Throughout her life Sedgwick was ambivalent about her position as a single woman. She is said to have refused more offers of marriage than almost any other woman of her time. They were made by statesmen, artists and musicians. However, she felt that she should devote her life to writing. She told a favorite niece that “so many I have loved have made shipwreck of happiness in marriage or have found it a dreary joyless condition.” Even in her final novel, Married or Single? (1857), she reveals her conflict.

Image: A New-England Tale
By Catharine Maria Sedgwick

Catharine Maria Sedgwick remained single and died at the residence of her nephew William Minot, Jr. at West Roxbury, Massachusetts on July 31, 1867. Her funeral service was held at the Episcopal Church and her remains were followed to the grave by hundreds of loving friends and neighbors. She was buried in Stockbridge, where the burial markers of the Sedgwick clan are arranged in concentric circles known as the Sedgwick Pie.

SET TASK 1
From the passage on Catharine Maria Sedgwick, list the kinds of men who are said to have offered her marriage.
SET TASK 2
Rewrite the paragraph of the Sedgwick passage that begins "Catharine Maria Sedgwick remained single" as a short bulleted list, keeping its main facts.
SET TASK 3
Pick up the passage on Catharine Maria Sedgwick after its last sentence and continue it.

DATA SECTION
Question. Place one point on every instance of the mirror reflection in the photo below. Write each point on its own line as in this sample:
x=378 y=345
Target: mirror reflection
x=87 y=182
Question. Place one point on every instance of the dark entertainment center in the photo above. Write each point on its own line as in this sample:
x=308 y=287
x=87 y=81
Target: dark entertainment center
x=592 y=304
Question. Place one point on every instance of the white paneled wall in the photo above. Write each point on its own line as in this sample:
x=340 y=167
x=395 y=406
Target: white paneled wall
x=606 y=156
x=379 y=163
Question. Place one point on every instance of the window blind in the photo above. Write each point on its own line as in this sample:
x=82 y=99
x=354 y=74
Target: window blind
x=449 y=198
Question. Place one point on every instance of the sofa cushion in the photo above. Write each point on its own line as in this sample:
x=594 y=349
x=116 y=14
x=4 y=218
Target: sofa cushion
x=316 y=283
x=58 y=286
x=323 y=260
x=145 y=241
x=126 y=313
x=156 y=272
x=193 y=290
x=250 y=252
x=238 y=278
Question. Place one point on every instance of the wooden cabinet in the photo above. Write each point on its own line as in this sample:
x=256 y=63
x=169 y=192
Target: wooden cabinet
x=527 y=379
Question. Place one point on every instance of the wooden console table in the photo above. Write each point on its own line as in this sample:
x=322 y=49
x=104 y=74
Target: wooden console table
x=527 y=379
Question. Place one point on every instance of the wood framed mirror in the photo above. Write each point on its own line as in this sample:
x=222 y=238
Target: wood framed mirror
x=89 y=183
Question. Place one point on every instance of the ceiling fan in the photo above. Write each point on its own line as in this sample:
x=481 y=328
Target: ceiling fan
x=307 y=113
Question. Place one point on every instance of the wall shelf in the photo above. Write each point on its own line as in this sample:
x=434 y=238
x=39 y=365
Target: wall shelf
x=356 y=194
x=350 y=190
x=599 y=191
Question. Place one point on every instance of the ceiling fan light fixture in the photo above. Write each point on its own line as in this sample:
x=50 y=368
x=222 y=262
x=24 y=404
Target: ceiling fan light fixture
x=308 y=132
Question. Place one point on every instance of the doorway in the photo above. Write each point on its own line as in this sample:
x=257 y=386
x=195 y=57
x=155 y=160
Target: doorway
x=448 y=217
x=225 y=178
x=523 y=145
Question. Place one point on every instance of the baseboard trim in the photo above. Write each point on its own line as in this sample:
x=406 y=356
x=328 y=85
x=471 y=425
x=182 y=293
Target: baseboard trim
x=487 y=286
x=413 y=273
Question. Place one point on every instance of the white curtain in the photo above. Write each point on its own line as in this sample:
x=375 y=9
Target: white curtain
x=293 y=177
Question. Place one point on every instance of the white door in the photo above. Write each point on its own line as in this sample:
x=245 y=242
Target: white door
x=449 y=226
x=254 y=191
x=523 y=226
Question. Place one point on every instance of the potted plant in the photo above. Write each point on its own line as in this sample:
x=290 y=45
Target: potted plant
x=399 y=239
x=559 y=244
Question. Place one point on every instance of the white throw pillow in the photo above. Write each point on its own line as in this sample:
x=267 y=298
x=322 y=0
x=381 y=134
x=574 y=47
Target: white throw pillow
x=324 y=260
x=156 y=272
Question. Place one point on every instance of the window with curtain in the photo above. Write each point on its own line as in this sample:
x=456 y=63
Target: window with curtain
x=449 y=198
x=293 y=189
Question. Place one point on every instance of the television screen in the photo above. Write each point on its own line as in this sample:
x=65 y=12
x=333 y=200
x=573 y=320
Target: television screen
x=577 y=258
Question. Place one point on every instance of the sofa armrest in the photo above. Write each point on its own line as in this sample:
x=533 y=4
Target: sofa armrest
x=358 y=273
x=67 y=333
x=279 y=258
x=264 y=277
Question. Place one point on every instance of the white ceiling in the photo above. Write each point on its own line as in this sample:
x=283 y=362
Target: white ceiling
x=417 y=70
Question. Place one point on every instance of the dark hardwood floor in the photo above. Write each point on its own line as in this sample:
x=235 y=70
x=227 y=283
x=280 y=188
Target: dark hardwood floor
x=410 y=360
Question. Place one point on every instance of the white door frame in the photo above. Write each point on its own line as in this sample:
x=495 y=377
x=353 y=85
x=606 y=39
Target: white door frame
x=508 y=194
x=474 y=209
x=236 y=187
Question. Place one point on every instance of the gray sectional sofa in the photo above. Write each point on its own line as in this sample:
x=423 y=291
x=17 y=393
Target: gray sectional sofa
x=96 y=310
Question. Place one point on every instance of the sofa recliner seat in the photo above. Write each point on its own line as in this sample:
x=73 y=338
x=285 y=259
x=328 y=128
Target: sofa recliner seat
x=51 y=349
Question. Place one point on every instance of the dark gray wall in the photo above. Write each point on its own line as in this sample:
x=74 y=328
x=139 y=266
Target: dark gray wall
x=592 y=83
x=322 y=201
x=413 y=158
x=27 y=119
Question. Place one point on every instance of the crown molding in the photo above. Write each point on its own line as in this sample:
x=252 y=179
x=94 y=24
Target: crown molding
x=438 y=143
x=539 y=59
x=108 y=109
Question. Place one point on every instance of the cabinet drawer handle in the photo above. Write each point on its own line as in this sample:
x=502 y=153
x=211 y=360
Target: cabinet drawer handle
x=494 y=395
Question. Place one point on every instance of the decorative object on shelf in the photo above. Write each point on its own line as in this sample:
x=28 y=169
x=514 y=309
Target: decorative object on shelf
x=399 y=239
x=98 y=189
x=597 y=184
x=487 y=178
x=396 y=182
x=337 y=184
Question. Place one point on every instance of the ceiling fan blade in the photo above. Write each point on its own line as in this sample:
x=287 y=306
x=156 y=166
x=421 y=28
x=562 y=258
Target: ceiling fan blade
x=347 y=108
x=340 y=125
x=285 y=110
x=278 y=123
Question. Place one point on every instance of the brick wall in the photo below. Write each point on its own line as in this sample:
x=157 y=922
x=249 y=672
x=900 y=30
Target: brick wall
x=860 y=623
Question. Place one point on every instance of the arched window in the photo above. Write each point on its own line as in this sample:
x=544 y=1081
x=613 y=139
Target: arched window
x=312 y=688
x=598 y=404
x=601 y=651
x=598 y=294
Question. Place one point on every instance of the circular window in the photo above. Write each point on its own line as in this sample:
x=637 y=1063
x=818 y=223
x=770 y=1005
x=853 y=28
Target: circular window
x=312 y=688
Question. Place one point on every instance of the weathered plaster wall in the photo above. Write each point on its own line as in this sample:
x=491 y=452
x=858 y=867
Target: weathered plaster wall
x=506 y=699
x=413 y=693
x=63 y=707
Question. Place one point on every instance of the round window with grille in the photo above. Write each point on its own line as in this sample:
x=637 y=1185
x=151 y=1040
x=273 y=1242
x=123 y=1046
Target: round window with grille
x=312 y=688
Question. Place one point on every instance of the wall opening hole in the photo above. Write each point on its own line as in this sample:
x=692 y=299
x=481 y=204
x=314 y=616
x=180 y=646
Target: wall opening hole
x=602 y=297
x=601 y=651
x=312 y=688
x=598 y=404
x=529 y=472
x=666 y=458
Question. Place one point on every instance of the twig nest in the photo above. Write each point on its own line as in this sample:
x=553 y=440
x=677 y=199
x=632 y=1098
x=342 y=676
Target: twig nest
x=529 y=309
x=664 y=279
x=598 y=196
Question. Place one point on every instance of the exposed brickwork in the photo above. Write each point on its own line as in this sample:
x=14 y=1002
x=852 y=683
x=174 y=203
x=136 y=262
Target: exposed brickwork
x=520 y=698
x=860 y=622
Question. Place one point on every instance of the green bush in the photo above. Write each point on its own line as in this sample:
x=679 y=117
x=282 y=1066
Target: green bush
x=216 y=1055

EXPECTED ANSWER 1
- Statesmen
- Artists
- Musicians

EXPECTED ANSWER 2
- Sedgwick never married and died on July 31, 1867, at the West Roxbury, Massachusetts, home of her nephew William Minot, Jr.
- Her funeral was held at the Episcopal Church, and hundreds of friends and neighbors followed her remains to the grave.
- She was buried in Stockbridge, where the Sedgwick family's burial markers stand in concentric circles known as the Sedgwick Pie.

EXPECTED ANSWER 3
Catharine Sedgwick was the most famous and successful American woman fiction writer in the first half of the nineteenth century. Although she was neglected by scholars and critics for many years, Sedgwick’s work was rediscovered in the 1970s, and since then most attention has been focused on Hope Leslie; or, Early Times in the Massachusetts (1827).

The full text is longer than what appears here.